▶ [INSTRUCTIONS]:
(1) Please reproduce word for word the stretch of the nerve regeneration text below from "Similar to BMSCs, adult" through "into neural cells.".
(2) Name every drawback of the autologous nerve graft that the nerve regeneration text lists.
(3) Write a continuation of the nerve regeneration text, picking up after its final sentence.

▶ [STUDY TEXT]:
--------------------

Neuronal Differentiation of Human Adipose Tissue–Derived Stem Cells for Peripheral Nerve Regeneration In Vivo FREE

Nerve lesions in the peripheral nervous system are common injuries that affect 2.8% of trauma patients and often result in permanent disability.^1- 2 If primary repair of nerve lesions cannot be achieved, the gold standard is the autologous nerve graft. However, this treatment has drawbacks of suboptimal functional recovery rates, limited graft tissue supply, loss of function at the donor site, and donor site morbidity.^3- 4 A promising alternative to direct suturing or interposing of an autograft is a tissue-engineered nerve construct that bridges the nerve gap and facilitates the complex interplay between cells, growth factors, and extracellular matrix required for regeneration. Studies have demonstrated that embryonic stem cells and adult neural stem cells isolated from the brain and spinal cord could differentiate into neurons after implantation into an injured nerve, but ethical and logistical concerns have hindered their therapeutic use until now.⁴ Some recent studies have described mesenchymal bone marrow–derived stem cells (BMSCs) that exhibited the capacity to differentiate into many mesodermal cell types, including neural cell lineages.^5- 10 Although these are more plentiful and more accessible than neural progenitor cells, bone marrow aspiration incurs donor site morbidity and often yields limited numbers of cells.¹¹

Similar to BMSCs, adult human adipose tissue–derived stromal cells (hASCs) have also been differentiated into various mesodermal cell types but are advantageous in that they are more accessible, have lower donor site morbidity, and are more plentiful.^11- 12 Previously, we demonstrated that hASCs could differentiate into neuronlike cells in vitro using defined culture conditions on a time scale useful for in vivo nerve regeneration.¹³ The aim of this study is to evaluate the functionality of a tissue-engineered peripheral nerve construct composed of a nerve guidance channel and differentiated hASCs in a rat sciatic nerve model. We hypothesize that these hASCs will help bridge a critical size peripheral defect and promote functional nerve regeneration by differentiating into neural cells.

--------------------

▶ [MATERIAL PROVIDED]:
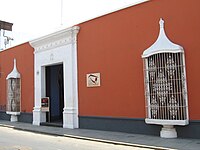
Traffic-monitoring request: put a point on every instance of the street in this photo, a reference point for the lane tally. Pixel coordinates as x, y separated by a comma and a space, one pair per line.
11, 139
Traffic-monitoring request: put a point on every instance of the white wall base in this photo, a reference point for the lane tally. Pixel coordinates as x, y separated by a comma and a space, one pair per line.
168, 131
38, 116
68, 118
13, 117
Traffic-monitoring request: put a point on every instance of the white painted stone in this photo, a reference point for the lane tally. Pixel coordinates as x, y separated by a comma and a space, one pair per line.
162, 44
13, 116
53, 49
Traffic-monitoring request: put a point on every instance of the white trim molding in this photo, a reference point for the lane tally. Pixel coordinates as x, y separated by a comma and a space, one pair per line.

--------------------

▶ [ANSWERS FOR THE TASKS]:
(1)
Similar to BMSCs, adult human adipose tissue–derived stromal cells (hASCs) have also been differentiated into various mesodermal cell types but are advantageous in that they are more accessible, have lower donor site morbidity, and are more plentiful.^11- 12 Previously, we demonstrated that hASCs could differentiate into neuronlike cells in vitro using defined culture conditions on a time scale useful for in vivo nerve regeneration.¹³ The aim of this study is to evaluate the functionality of a tissue-engineered peripheral nerve construct composed of a nerve guidance channel and differentiated hASCs in a rat sciatic nerve model. We hypothesize that these hASCs will help bridge a critical size peripheral defect and promote functional nerve regeneration by differentiating into neural cells.

(2)
- Suboptimal functional recovery rates
- Limited graft tissue supply
- Loss of function at the donor site
- Donor site morbidity

(3)
After approval from the human subject protection committee, human adipose tissue was acquired from patients undergoing liposuction procedures. The hASCs were isolated and expanded from the tissue as previously described and were maintained in culture medium (high-glucose Dulbecco's modified Eagle medium [DMEM]; Cambrex, Walkersville, Maryland) supplemented with 10% fetal bovine serum, 1-IU/mL penicillin, 100-mg/mL streptomycin, and 0.25-mg/mL amphotericin B (Mediatech, Herndon, Virginia) at 37°C and 5% carbon dioxide.¹³ Once 70% confluent, the medium was switched to control medium (high-glucose DMEM was changed to low-glucose DMEM) 3 days prior to carrying out the differentiation protocol.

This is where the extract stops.